Retrieve all lines below that have the string "petal".
#### Information ####
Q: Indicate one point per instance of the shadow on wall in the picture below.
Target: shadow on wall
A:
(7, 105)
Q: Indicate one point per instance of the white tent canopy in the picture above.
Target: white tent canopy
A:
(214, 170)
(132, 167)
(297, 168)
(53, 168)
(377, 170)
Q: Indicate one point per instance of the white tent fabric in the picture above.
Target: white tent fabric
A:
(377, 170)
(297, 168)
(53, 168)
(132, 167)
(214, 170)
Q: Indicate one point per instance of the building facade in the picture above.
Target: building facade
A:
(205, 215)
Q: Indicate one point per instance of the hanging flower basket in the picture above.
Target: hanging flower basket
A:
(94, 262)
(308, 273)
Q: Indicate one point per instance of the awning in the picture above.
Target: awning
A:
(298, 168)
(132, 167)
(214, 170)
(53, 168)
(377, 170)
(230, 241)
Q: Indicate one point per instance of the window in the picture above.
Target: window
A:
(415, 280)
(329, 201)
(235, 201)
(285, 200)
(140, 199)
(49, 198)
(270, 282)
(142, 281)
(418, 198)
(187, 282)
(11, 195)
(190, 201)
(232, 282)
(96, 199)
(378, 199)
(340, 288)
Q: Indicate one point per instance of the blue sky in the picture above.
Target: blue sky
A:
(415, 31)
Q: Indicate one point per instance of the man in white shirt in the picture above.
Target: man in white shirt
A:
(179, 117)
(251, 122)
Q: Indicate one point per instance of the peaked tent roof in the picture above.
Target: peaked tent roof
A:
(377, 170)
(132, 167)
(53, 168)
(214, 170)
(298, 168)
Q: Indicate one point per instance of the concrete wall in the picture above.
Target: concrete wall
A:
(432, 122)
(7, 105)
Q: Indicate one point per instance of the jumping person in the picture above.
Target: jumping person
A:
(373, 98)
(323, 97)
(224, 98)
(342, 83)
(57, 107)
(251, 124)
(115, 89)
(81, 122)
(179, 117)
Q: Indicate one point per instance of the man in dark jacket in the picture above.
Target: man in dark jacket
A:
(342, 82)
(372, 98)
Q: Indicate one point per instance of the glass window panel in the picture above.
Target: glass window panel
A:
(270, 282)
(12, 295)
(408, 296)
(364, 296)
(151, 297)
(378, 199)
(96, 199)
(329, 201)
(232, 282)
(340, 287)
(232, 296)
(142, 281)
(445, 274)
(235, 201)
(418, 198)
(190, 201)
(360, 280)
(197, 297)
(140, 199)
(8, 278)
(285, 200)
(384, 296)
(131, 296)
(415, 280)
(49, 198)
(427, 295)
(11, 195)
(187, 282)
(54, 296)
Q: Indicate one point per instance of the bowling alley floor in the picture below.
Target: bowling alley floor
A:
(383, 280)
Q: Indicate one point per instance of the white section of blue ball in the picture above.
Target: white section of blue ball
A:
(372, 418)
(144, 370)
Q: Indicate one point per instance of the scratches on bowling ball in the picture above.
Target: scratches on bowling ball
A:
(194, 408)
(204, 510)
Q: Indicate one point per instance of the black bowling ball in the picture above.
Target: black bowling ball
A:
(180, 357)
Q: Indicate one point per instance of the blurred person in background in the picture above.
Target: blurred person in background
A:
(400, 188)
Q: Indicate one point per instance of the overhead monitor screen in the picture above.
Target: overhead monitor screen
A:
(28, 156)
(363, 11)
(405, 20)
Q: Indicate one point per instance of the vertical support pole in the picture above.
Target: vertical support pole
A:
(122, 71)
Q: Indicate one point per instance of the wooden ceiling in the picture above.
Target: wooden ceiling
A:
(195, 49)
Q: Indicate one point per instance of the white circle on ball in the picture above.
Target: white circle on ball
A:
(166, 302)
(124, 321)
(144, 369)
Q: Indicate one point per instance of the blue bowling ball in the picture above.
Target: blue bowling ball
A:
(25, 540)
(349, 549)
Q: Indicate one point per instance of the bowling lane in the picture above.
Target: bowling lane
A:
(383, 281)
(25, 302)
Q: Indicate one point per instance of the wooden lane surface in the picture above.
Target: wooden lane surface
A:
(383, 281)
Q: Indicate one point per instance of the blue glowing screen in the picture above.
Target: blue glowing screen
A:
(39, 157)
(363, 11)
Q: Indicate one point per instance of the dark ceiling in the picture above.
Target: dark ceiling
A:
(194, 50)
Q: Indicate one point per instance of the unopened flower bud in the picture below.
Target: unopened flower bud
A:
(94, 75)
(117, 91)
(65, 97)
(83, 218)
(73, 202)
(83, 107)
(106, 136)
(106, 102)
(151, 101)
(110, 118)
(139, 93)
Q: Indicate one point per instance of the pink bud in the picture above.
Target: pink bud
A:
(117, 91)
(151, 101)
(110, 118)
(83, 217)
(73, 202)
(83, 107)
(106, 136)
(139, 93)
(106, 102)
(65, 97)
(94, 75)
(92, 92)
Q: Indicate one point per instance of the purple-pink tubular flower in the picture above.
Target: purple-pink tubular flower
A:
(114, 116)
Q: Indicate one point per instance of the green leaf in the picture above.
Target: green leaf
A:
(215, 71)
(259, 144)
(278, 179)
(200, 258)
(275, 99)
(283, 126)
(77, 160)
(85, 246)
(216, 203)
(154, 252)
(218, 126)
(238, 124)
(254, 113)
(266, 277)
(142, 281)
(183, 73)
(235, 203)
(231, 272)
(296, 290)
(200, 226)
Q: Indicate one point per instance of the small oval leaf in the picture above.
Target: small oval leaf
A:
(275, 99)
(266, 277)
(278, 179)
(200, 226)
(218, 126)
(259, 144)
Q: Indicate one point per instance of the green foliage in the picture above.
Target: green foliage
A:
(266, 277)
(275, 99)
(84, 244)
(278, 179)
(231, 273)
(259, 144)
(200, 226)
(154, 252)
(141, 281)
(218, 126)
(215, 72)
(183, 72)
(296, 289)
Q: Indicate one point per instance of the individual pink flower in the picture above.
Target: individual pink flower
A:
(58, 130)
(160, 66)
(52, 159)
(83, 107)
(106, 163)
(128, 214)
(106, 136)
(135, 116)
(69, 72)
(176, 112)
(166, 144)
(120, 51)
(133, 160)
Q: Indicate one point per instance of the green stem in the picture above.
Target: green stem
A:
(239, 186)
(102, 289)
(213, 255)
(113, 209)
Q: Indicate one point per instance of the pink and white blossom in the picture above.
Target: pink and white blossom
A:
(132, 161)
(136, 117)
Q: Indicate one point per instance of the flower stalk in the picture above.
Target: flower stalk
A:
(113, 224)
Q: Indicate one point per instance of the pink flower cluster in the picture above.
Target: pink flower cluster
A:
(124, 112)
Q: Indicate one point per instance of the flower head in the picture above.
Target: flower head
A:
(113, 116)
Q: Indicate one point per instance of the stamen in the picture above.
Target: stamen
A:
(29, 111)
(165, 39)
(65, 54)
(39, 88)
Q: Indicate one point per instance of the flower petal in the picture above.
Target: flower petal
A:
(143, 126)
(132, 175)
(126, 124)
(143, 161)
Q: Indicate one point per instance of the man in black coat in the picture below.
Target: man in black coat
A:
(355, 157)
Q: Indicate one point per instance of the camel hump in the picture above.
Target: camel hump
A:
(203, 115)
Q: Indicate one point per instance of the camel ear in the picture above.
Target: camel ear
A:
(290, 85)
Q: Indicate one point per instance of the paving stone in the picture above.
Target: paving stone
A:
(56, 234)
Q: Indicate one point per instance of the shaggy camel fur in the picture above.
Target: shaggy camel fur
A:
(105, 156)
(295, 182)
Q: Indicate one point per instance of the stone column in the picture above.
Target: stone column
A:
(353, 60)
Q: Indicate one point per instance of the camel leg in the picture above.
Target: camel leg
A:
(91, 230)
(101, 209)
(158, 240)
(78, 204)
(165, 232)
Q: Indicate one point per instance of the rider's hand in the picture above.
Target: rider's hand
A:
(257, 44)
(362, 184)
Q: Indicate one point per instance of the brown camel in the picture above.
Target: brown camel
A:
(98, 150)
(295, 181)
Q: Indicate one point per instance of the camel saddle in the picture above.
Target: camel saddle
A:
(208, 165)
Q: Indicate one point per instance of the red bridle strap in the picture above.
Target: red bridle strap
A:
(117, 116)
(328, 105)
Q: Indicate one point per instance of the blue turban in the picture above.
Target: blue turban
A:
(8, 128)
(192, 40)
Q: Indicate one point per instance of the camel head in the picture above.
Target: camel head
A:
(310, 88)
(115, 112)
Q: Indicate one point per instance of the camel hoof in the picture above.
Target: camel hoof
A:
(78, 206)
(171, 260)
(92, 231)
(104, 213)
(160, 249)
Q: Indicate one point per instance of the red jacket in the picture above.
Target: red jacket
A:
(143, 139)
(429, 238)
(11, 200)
####
● Task response
Q: Indicate one point per instance of the flower petal in the picture above.
Target: flower petal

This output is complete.